◆ **Stored entries**

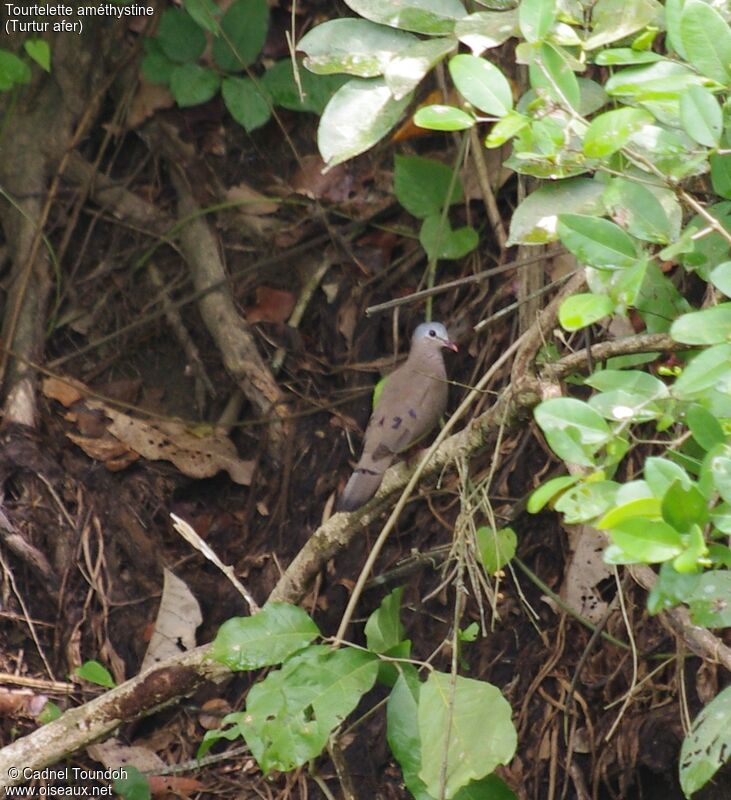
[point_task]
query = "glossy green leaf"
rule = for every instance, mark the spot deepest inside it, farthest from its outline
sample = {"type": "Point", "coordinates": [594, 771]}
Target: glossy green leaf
{"type": "Point", "coordinates": [406, 69]}
{"type": "Point", "coordinates": [496, 547]}
{"type": "Point", "coordinates": [545, 493]}
{"type": "Point", "coordinates": [267, 638]}
{"type": "Point", "coordinates": [244, 29]}
{"type": "Point", "coordinates": [181, 39]}
{"type": "Point", "coordinates": [440, 240]}
{"type": "Point", "coordinates": [422, 185]}
{"type": "Point", "coordinates": [452, 714]}
{"type": "Point", "coordinates": [710, 369]}
{"type": "Point", "coordinates": [94, 672]}
{"type": "Point", "coordinates": [720, 277]}
{"type": "Point", "coordinates": [551, 72]}
{"type": "Point", "coordinates": [626, 509]}
{"type": "Point", "coordinates": [358, 116]}
{"type": "Point", "coordinates": [192, 84]}
{"type": "Point", "coordinates": [706, 40]}
{"type": "Point", "coordinates": [612, 20]}
{"type": "Point", "coordinates": [705, 749]}
{"type": "Point", "coordinates": [704, 426]}
{"type": "Point", "coordinates": [574, 431]}
{"type": "Point", "coordinates": [596, 242]}
{"type": "Point", "coordinates": [721, 174]}
{"type": "Point", "coordinates": [611, 131]}
{"type": "Point", "coordinates": [432, 17]}
{"type": "Point", "coordinates": [354, 46]}
{"type": "Point", "coordinates": [581, 310]}
{"type": "Point", "coordinates": [710, 604]}
{"type": "Point", "coordinates": [443, 118]}
{"type": "Point", "coordinates": [383, 629]}
{"type": "Point", "coordinates": [708, 326]}
{"type": "Point", "coordinates": [482, 84]}
{"type": "Point", "coordinates": [292, 712]}
{"type": "Point", "coordinates": [486, 29]}
{"type": "Point", "coordinates": [535, 220]}
{"type": "Point", "coordinates": [701, 116]}
{"type": "Point", "coordinates": [245, 102]}
{"type": "Point", "coordinates": [642, 212]}
{"type": "Point", "coordinates": [536, 18]}
{"type": "Point", "coordinates": [647, 541]}
{"type": "Point", "coordinates": [39, 51]}
{"type": "Point", "coordinates": [683, 507]}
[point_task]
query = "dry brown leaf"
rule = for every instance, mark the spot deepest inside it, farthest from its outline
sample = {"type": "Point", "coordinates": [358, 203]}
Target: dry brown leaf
{"type": "Point", "coordinates": [272, 305]}
{"type": "Point", "coordinates": [178, 618]}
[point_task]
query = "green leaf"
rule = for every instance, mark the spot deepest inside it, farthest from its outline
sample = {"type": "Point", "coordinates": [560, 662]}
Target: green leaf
{"type": "Point", "coordinates": [180, 38]}
{"type": "Point", "coordinates": [706, 40]}
{"type": "Point", "coordinates": [587, 501]}
{"type": "Point", "coordinates": [573, 430]}
{"type": "Point", "coordinates": [486, 29]}
{"type": "Point", "coordinates": [443, 118]}
{"type": "Point", "coordinates": [535, 220]}
{"type": "Point", "coordinates": [39, 51]}
{"type": "Point", "coordinates": [684, 507]}
{"type": "Point", "coordinates": [278, 81]}
{"type": "Point", "coordinates": [455, 744]}
{"type": "Point", "coordinates": [402, 732]}
{"type": "Point", "coordinates": [610, 132]}
{"type": "Point", "coordinates": [720, 277]}
{"type": "Point", "coordinates": [133, 786]}
{"type": "Point", "coordinates": [705, 749]}
{"type": "Point", "coordinates": [358, 116]}
{"type": "Point", "coordinates": [710, 369]}
{"type": "Point", "coordinates": [482, 84]}
{"type": "Point", "coordinates": [497, 547]}
{"type": "Point", "coordinates": [616, 19]}
{"type": "Point", "coordinates": [406, 70]}
{"type": "Point", "coordinates": [581, 310]}
{"type": "Point", "coordinates": [545, 493]}
{"type": "Point", "coordinates": [433, 17]}
{"type": "Point", "coordinates": [710, 603]}
{"type": "Point", "coordinates": [709, 326]}
{"type": "Point", "coordinates": [13, 70]}
{"type": "Point", "coordinates": [205, 13]}
{"type": "Point", "coordinates": [244, 29]}
{"type": "Point", "coordinates": [701, 116]}
{"type": "Point", "coordinates": [355, 46]}
{"type": "Point", "coordinates": [383, 629]}
{"type": "Point", "coordinates": [192, 84]}
{"type": "Point", "coordinates": [440, 240]}
{"type": "Point", "coordinates": [721, 174]}
{"type": "Point", "coordinates": [267, 638]}
{"type": "Point", "coordinates": [291, 713]}
{"type": "Point", "coordinates": [706, 429]}
{"type": "Point", "coordinates": [422, 185]}
{"type": "Point", "coordinates": [94, 672]}
{"type": "Point", "coordinates": [596, 242]}
{"type": "Point", "coordinates": [505, 128]}
{"type": "Point", "coordinates": [670, 588]}
{"type": "Point", "coordinates": [647, 541]}
{"type": "Point", "coordinates": [245, 102]}
{"type": "Point", "coordinates": [552, 72]}
{"type": "Point", "coordinates": [641, 211]}
{"type": "Point", "coordinates": [536, 18]}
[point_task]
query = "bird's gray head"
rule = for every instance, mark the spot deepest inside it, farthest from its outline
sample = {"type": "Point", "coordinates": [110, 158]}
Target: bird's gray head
{"type": "Point", "coordinates": [433, 332]}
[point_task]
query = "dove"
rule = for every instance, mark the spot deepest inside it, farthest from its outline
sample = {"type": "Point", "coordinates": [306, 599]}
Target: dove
{"type": "Point", "coordinates": [412, 402]}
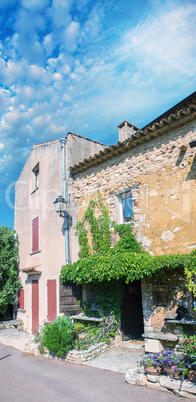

◆ **Goal**
Report how many lines above contain the string "sample". Case counts. Give only the number.

◆ **Complete response**
5